[Location annotation dataset excerpts]
####################
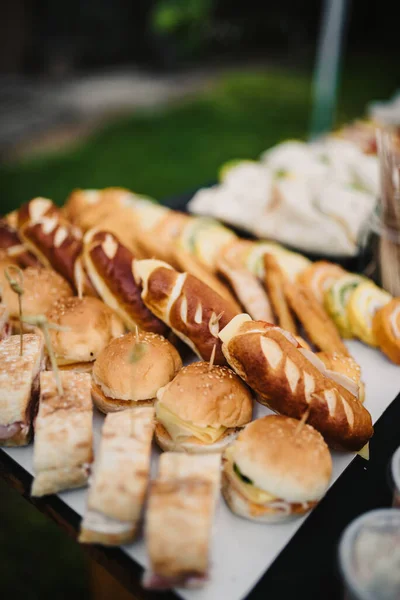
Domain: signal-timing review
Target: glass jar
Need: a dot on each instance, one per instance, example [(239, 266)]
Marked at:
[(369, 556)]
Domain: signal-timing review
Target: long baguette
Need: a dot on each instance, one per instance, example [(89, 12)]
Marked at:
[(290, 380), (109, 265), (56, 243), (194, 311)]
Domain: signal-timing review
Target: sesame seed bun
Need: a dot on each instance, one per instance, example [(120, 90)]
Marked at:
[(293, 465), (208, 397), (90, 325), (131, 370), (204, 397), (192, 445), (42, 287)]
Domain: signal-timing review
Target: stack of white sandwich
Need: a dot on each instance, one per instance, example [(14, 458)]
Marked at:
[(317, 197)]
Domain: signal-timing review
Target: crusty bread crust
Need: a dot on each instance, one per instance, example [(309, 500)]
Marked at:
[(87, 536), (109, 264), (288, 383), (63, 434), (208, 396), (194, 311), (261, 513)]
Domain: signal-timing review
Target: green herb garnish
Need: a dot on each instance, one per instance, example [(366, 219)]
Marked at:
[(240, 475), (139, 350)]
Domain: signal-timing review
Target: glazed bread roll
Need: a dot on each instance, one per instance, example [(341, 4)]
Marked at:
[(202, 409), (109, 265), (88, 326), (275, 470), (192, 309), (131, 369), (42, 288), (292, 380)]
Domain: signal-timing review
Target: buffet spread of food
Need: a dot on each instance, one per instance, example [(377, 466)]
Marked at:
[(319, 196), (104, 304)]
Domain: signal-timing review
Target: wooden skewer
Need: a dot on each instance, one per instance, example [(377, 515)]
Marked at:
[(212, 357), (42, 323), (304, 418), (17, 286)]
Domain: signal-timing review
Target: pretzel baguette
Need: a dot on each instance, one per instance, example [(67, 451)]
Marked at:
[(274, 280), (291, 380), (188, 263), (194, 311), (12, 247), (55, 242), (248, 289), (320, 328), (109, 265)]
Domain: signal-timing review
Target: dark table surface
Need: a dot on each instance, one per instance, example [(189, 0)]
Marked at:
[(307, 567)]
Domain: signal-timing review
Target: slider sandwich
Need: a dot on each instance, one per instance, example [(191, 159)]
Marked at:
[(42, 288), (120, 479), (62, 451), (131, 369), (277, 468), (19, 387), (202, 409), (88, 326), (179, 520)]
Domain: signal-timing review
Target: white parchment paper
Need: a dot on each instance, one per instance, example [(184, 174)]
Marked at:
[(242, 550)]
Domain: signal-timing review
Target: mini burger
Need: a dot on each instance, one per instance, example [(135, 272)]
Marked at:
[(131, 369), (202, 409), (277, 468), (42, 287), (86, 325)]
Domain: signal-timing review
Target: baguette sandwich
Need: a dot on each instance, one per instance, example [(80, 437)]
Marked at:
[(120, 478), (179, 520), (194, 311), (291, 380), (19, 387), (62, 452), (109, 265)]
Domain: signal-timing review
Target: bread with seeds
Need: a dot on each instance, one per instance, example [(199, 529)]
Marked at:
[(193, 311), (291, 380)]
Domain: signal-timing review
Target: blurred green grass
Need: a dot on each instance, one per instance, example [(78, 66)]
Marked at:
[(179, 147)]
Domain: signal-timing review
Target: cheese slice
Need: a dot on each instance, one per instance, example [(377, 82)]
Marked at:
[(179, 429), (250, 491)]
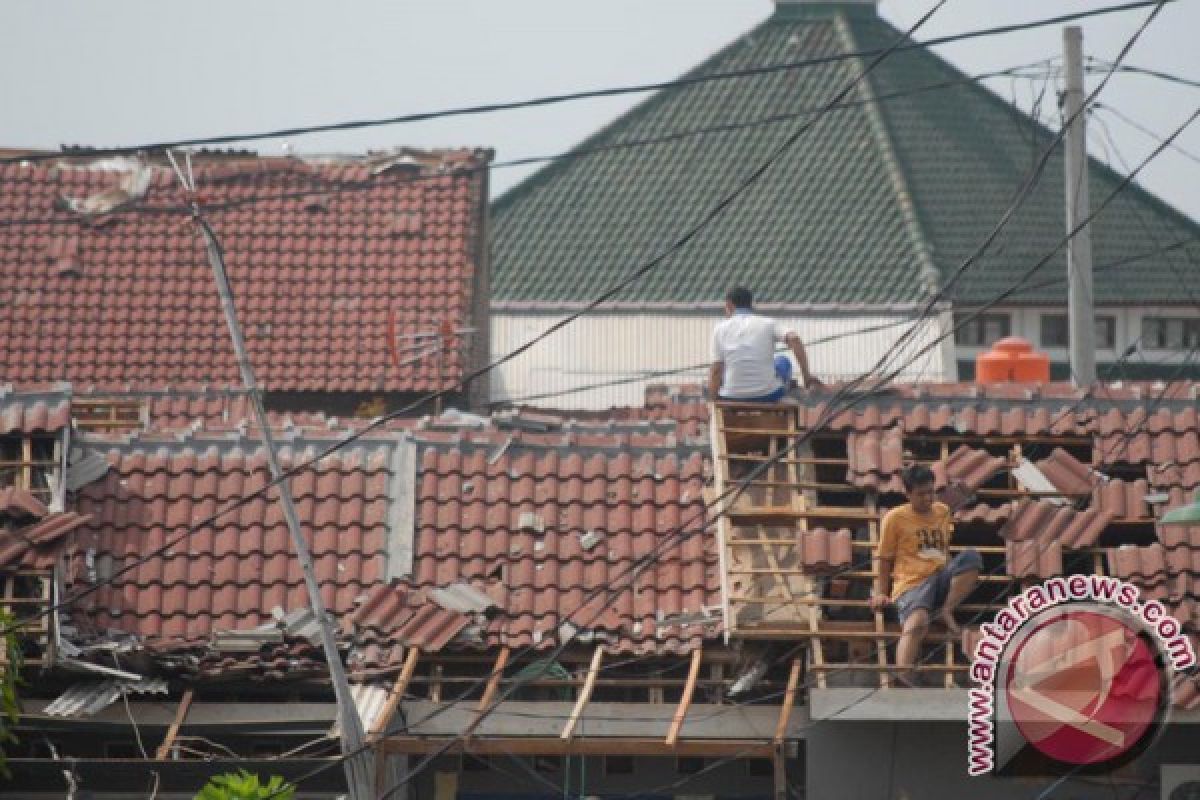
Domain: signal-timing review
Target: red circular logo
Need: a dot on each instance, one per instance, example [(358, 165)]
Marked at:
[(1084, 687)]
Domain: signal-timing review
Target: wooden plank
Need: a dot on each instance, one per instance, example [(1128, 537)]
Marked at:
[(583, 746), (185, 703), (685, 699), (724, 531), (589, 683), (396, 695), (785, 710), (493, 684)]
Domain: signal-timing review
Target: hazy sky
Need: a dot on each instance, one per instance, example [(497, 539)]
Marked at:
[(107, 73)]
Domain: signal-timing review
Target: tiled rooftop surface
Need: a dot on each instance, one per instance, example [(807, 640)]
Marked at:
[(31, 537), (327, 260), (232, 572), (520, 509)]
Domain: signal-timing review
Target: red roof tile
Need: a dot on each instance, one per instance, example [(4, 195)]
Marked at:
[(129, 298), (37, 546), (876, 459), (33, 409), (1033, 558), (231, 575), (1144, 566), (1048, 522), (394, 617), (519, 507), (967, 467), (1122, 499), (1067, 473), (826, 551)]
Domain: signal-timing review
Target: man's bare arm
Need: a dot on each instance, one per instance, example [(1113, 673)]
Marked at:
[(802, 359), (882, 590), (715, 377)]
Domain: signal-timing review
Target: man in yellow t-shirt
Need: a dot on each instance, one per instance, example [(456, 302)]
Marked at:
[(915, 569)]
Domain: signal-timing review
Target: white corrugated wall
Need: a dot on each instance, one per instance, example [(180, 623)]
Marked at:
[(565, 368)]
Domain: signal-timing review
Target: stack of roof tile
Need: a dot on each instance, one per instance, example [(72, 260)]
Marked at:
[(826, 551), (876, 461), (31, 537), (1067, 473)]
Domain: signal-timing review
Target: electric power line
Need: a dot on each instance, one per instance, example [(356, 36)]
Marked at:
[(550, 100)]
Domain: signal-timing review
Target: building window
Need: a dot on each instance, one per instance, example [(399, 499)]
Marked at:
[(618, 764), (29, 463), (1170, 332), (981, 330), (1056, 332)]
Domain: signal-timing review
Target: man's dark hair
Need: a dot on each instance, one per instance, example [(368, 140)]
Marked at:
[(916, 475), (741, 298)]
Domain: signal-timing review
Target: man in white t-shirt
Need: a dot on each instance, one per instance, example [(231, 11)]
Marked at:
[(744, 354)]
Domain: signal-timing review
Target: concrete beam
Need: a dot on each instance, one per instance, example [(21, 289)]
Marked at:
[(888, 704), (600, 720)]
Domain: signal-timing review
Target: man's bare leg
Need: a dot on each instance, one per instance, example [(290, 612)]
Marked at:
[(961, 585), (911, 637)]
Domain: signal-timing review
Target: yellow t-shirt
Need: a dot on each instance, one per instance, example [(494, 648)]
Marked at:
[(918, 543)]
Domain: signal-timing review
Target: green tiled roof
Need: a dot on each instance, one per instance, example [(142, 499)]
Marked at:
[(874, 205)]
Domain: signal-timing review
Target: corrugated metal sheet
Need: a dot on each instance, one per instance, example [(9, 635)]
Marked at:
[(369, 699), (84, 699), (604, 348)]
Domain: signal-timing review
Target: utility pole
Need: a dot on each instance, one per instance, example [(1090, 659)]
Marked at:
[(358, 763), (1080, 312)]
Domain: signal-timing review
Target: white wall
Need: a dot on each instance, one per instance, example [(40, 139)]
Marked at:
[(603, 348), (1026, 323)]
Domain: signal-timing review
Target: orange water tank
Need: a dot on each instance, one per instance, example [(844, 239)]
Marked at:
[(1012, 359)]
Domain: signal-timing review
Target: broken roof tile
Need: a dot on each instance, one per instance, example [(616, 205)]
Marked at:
####################
• _Short problem_
In all the entries above, rename "signal-timing review" to "point placement review" and change nothing else. Omit the pictures from your output.

• _Exercise output_
Domain: point placement review
Target: glass jar
Need: a dot on each instance, one per instance, example [(239, 266)]
Marked at:
[(369, 556)]
Domain: point placement review
Target: long baguette
Need: a dot on each instance, one per instance, example [(89, 12)]
Marked at:
[(290, 380), (109, 265), (56, 243), (194, 311)]
Domain: point placement review
Target: sesame seed bun
Need: a dot on each instance, one per instance, example [(120, 90)]
Marked at:
[(293, 465), (208, 397), (90, 325), (131, 370), (204, 397), (192, 445), (42, 287)]
Domain: point placement review
Target: stack of white sandwich
Need: a dot on each instance, one per instance, example [(14, 458)]
Marked at:
[(317, 197)]
Domain: point placement review
Target: crusty bread crust
Need: a dot on each instance, one per instance, example [(309, 500)]
Marked at:
[(87, 536), (109, 264), (288, 383), (63, 434), (208, 396), (194, 311), (261, 513)]
Domain: point placement review
Target: green herb garnish
Need: a dot on each instance, one per instance, example [(366, 219)]
Marked at:
[(240, 475), (139, 350)]
Domain: point placement review
Target: glazed bread roll
Need: a dot on each instance, one per instance, example [(341, 4)]
Marked at:
[(202, 409), (109, 265), (88, 326), (275, 470), (192, 309), (131, 369), (42, 288), (292, 380)]
Domain: point placement review
Target: buffet spread of food
Need: a dot on each instance, one per instance, example [(377, 466)]
Marked at:
[(319, 196), (104, 304)]
Domain: point placement review
Target: wooden skewer
Need: a dot on each instance, one per instance, example [(377, 515)]
Marked at:
[(212, 357), (42, 323), (304, 418), (17, 286)]
Domain: point placement review
Target: pretzel baguette
Need: a dot on each instance, one per instance, example [(67, 451)]
Marked at:
[(274, 280), (291, 380), (188, 263), (194, 311), (12, 247), (55, 242), (248, 289), (320, 328), (109, 265)]
Domain: point placement review
Target: dark table surface
Need: a dot on each instance, one per instance, example [(189, 0)]
Marked at:
[(307, 567)]
Domain: point placement review
Target: slider sandwich
Need: a dot on each instance, one per instance, example [(191, 159)]
Marked at:
[(42, 288), (120, 479), (62, 451), (131, 369), (277, 468), (19, 387), (202, 409), (88, 326), (179, 520)]
Domain: point placement review
Target: white parchment paper
Need: a dot on each instance, one per instance, example [(184, 174)]
Marked at:
[(242, 550)]
Domain: point placement review
Target: mini burger
Need: a dot on each instance, one per instance, example [(135, 272)]
Marked at:
[(131, 369), (202, 409), (277, 468), (42, 287), (86, 325)]
Domain: point placement review
Target: baguette sandwich
Need: a dot on each instance, one per instance, example [(80, 437)]
Marked at:
[(120, 478), (179, 520), (194, 311), (291, 380), (19, 387), (62, 452), (109, 265)]
Domain: point placement review
Target: bread with seeds
Need: a dot on each instance, one per instance, example [(199, 529)]
Marked at:
[(193, 311), (291, 380)]
Domain: point placement review
Target: blurred green grass
Need: a dot on each instance, one per instance, example [(78, 66)]
Marked at:
[(179, 147)]
Domain: point placement review
Target: cheese slice
Need: a dot on each instance, one per instance, example [(377, 82)]
Marked at:
[(179, 429), (250, 491)]
Domain: point placement review
Target: red circular logo
Need: a dot on each instance, one per instance, example [(358, 165)]
Marked at:
[(1084, 687)]
Domain: point placement review
Target: wooden plank
Need: a dot on each instance, one per instance, example [(1128, 537)]
Marked at:
[(583, 746), (185, 703), (685, 699), (724, 531), (589, 683), (396, 695), (785, 710), (493, 684)]
Domain: point placement review
Target: hazy sky
Need: a dot on each instance, one per instance, example [(497, 539)]
Marked at:
[(107, 73)]
Domain: point placement review
Target: tiled rooftop surface
Need: a dot on each instance, one per instance, example [(807, 640)]
Marked at:
[(31, 537), (327, 260), (232, 572), (520, 509)]
Domain: point placement review
Target: red roof tile
Need: a dot on each instance, one per instance, example [(4, 195)]
Marked at:
[(129, 298), (37, 546), (876, 459), (33, 409), (1033, 558), (231, 575), (1144, 566), (1048, 522), (394, 617), (519, 507), (967, 467), (1122, 499), (1067, 473), (826, 551)]
Domain: point placement review
Target: man's bare arm
Need: a dot on each instance, one per instance, example [(1113, 673)]
Marked at:
[(802, 359), (882, 590), (715, 377)]
Domain: point placement review
Target: man in yellow t-shirt
Need: a dot on each instance, one per instance, example [(456, 302)]
Marked at:
[(915, 569)]
Domain: point placement review
Target: white corrugated wall
Need: a dot on each instance, one per instance, example [(180, 623)]
Marked at:
[(565, 368)]
Domain: point placement review
Target: stack of roof tile
Need: a dot on each instance, one per instance, example [(72, 260)]
Marked at:
[(826, 551), (876, 461), (31, 537), (1067, 473)]
Domain: point placement review
Target: electric power line
Need: a dot on each instance, one per instance, example [(356, 36)]
Marked at:
[(550, 100)]
Domain: point placement review
Target: building window
Need: a dot on each instance, one per instance, example [(399, 499)]
Marked at:
[(618, 764), (29, 463), (1170, 332), (981, 330), (1056, 332)]
Domain: point placement review
Target: man's dark hair
Need: a dot on each instance, one per instance, example [(368, 140)]
Marked at:
[(916, 475), (741, 298)]
Domain: point placement review
Target: man in white t-shirt
Need: a dot on each instance, one per instance, example [(231, 11)]
Marked at:
[(744, 354)]
Domain: point placement review
Target: concrete beam
Need: a dot on each instance, one per instance, example [(21, 289)]
Marked at:
[(888, 704), (600, 720)]
Domain: point placement review
Target: man's bare leg
Need: a dot on each instance, one per instance, example [(290, 612)]
Marked at:
[(961, 585), (911, 637)]
Domain: point placement review
Target: yellow t-shirt
Need: a dot on each instance, one per instance, example [(494, 648)]
Marked at:
[(918, 543)]
Domain: point placement review
Target: green tiled roof
Need: a dot on each instance, one per instance, example [(142, 499)]
Marked at:
[(874, 205)]
Domain: point placement review
Target: corrugated metal sheet
Need: a dot on each instance, one per instance, example [(9, 635)]
Marked at:
[(369, 699), (84, 699), (604, 348)]
Domain: point placement review
Target: utility pole
Need: a dot on each instance, one per instance, example [(1090, 659)]
Marked at:
[(358, 763), (1080, 312)]
Domain: point placement review
Target: white wall
Need: a dot on each instance, one per instance, example [(40, 139)]
Marked at:
[(603, 348), (1026, 323)]
Domain: point placement review
Target: orange water tank
Need: a dot on each instance, one per instance, example [(844, 239)]
Marked at:
[(1012, 359)]
Domain: point placement review
Target: broken roof tile
Need: a dot on each instance, one per instance, example [(616, 205)]
Marked at:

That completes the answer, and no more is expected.